§ Task details: Pull every line holding the string "would" from the records below.

§ Data:
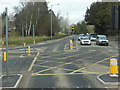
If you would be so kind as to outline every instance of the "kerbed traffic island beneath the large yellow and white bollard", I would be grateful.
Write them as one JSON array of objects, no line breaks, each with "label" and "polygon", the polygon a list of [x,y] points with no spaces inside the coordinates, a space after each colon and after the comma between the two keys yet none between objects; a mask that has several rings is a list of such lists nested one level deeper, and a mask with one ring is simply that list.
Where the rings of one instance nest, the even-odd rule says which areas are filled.
[{"label": "kerbed traffic island beneath the large yellow and white bollard", "polygon": [[119,77],[111,77],[110,74],[100,74],[97,79],[104,85],[120,85]]}]

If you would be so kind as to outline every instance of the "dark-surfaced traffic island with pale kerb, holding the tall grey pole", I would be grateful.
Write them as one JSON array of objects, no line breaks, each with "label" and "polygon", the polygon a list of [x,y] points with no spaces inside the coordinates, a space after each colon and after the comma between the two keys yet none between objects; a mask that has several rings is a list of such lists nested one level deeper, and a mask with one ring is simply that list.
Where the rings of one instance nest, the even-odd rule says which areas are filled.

§ Solution to the exercise:
If you would be so kind as to outline every instance of the "kerbed traffic island beneath the large yellow and white bollard", I would be grateful.
If you would be so kind as to outline every instance of the "dark-surfaced traffic island with pale kerb, holding the tall grey pole", I would be grateful.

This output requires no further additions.